▶ [Source data]
------------------------------------------------------------
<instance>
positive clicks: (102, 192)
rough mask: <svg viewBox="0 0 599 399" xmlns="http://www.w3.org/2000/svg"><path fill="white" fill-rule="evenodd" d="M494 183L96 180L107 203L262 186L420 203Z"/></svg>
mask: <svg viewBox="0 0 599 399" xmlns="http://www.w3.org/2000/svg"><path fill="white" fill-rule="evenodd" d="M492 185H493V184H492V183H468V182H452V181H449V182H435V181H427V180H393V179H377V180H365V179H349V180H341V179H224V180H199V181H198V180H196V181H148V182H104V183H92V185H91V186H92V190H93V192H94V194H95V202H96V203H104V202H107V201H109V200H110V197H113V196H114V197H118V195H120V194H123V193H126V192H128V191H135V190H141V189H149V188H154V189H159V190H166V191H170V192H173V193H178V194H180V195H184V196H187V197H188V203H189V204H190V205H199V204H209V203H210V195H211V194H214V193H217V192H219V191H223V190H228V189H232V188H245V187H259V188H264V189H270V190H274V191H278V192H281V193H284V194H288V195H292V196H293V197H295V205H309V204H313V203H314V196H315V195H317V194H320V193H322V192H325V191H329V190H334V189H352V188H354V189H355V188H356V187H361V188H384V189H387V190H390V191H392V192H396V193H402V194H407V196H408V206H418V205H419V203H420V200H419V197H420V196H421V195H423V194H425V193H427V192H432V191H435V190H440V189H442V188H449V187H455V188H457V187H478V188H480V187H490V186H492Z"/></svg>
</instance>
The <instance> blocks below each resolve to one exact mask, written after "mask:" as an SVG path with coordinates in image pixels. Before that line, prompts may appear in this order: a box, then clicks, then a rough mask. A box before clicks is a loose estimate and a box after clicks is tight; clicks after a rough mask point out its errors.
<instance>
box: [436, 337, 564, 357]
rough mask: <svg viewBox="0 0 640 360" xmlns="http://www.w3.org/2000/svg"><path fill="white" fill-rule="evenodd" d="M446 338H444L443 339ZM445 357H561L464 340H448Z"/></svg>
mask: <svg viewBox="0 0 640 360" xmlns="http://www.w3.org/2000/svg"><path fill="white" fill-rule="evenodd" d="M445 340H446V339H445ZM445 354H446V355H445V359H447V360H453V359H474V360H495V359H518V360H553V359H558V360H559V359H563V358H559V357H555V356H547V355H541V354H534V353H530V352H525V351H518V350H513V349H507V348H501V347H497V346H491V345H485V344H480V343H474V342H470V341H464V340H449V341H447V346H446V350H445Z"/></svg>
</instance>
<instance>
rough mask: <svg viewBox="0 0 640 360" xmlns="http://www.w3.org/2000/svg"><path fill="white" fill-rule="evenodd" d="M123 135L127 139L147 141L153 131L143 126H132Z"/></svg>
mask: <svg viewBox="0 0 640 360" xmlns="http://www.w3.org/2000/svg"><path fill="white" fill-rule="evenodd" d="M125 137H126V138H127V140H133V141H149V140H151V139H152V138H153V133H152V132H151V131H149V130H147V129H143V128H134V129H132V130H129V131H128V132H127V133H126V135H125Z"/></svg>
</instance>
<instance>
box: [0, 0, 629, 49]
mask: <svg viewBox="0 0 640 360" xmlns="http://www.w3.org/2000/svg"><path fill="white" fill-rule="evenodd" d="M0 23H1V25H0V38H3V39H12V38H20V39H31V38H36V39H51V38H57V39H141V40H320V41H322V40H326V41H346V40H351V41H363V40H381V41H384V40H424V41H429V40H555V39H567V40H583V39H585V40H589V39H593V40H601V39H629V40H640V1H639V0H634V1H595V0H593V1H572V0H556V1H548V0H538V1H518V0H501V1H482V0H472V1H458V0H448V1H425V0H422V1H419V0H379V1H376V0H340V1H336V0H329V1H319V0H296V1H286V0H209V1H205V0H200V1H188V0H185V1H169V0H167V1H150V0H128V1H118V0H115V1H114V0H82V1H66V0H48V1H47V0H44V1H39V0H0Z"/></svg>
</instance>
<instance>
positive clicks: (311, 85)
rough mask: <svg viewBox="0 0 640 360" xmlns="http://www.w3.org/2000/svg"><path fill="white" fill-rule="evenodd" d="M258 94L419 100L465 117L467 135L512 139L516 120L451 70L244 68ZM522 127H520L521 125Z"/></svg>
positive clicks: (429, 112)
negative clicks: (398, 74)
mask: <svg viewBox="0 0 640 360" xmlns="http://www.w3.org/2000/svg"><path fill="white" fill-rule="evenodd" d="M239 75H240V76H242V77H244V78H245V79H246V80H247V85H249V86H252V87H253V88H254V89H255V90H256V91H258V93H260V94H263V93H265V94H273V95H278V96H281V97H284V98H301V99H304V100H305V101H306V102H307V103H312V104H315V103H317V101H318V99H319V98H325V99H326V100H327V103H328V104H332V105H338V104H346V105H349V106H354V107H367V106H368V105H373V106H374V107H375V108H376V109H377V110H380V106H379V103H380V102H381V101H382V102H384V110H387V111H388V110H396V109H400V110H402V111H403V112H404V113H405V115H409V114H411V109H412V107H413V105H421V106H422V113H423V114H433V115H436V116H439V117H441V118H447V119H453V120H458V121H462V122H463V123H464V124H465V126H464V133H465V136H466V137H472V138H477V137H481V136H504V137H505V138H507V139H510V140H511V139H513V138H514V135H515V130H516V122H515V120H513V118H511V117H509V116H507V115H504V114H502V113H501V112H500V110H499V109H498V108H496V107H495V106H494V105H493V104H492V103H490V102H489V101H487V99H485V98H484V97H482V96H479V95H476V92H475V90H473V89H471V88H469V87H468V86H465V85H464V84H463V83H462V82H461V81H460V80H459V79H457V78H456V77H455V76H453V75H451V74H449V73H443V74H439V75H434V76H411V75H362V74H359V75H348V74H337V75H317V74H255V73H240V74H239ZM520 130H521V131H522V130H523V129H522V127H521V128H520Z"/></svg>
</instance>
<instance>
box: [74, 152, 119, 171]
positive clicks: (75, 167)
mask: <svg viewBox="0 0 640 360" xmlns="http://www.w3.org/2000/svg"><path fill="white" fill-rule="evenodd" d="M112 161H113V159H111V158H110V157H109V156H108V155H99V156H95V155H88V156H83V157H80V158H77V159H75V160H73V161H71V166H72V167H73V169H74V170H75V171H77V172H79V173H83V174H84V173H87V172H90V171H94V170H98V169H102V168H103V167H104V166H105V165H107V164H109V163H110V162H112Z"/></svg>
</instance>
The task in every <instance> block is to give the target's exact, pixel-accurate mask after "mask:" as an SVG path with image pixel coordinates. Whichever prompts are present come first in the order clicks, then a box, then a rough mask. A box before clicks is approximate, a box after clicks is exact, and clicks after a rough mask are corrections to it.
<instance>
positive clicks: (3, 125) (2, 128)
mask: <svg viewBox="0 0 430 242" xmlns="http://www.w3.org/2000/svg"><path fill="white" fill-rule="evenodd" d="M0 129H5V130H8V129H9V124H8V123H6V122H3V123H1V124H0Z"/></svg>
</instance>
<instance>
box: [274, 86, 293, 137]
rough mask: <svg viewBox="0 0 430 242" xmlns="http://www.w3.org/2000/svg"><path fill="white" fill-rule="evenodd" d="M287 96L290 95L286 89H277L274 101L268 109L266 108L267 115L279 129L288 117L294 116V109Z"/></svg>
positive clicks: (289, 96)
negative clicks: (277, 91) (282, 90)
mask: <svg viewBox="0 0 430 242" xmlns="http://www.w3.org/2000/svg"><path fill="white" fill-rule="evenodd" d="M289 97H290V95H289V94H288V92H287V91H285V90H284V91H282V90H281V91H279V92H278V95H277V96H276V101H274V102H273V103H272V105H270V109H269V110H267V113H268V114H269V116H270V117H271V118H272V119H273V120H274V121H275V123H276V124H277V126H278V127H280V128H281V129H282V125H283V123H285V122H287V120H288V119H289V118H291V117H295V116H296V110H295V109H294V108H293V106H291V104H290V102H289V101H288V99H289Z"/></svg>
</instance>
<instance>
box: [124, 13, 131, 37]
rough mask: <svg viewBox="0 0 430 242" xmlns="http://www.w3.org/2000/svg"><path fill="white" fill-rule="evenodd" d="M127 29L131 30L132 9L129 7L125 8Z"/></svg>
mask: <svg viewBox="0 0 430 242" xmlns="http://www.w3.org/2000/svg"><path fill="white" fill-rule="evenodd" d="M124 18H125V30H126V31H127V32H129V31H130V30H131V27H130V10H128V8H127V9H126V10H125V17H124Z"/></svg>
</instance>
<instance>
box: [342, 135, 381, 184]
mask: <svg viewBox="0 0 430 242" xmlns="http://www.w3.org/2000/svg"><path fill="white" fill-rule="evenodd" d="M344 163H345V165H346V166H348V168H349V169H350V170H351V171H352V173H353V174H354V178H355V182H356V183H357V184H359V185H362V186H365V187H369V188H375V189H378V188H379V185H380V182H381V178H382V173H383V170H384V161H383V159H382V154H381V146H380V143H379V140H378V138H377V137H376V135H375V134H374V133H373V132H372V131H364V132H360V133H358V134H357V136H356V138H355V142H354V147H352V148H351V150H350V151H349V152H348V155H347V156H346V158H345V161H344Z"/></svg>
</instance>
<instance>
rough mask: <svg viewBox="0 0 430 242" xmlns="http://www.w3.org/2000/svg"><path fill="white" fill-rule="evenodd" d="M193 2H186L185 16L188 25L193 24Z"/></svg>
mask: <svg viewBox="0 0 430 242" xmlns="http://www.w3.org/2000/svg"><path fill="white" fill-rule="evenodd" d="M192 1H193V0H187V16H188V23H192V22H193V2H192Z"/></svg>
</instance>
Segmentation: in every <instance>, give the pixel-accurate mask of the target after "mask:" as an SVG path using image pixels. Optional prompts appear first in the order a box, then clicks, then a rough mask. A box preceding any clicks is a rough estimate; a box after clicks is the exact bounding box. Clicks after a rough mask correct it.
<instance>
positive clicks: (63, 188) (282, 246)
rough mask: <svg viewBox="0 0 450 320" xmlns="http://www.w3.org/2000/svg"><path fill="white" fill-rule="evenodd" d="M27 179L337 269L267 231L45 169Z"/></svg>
------------------------------------------------------------
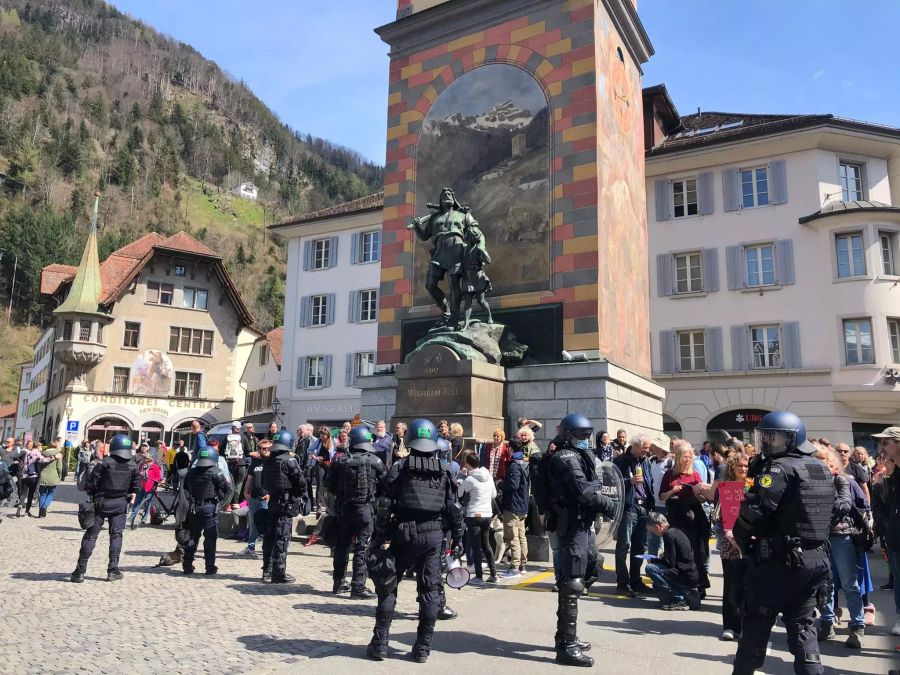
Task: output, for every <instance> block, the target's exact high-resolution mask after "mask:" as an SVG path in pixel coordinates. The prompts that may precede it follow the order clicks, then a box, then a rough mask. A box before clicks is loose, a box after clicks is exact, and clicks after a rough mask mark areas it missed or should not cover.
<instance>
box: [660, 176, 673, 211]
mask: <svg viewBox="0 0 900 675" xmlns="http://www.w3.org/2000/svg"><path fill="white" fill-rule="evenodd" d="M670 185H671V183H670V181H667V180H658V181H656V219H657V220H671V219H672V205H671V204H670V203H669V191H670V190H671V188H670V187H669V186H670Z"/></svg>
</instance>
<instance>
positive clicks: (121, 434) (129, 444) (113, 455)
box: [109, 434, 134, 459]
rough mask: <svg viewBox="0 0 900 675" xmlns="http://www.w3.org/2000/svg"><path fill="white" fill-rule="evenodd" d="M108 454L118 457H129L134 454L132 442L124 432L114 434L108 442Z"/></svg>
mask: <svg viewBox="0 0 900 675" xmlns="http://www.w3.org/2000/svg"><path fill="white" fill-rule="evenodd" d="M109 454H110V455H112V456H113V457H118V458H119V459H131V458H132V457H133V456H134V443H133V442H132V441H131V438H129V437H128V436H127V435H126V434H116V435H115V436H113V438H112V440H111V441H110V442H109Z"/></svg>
------------------------------------------------------------
▶ [Description of the task]
From the entries above, return exactly the line containing "2H186L185 16L188 25L193", the line containing "179L337 269L267 231L45", and all lines between, and nothing else.

▶ [Solution below]
rough mask: <svg viewBox="0 0 430 242" xmlns="http://www.w3.org/2000/svg"><path fill="white" fill-rule="evenodd" d="M193 2H186L185 16L188 25L193 24Z"/></svg>
mask: <svg viewBox="0 0 430 242" xmlns="http://www.w3.org/2000/svg"><path fill="white" fill-rule="evenodd" d="M192 1H193V0H187V16H188V23H192V22H193V2H192Z"/></svg>
</instance>
Segmentation: in every <instance>, give the pixel-accurate mask of the target after "mask:" as an SVG path using image pixels. Optional prompts appear first in the order a box, then clicks, then a rough mask. A box preceding any clicks is a rough estimate; a box after clicks is the exact bounding box. Clicks after a rough mask correct it.
<instance>
positive clicks: (63, 188) (282, 246)
rough mask: <svg viewBox="0 0 450 320" xmlns="http://www.w3.org/2000/svg"><path fill="white" fill-rule="evenodd" d="M27 179L337 269L267 231L45 169Z"/></svg>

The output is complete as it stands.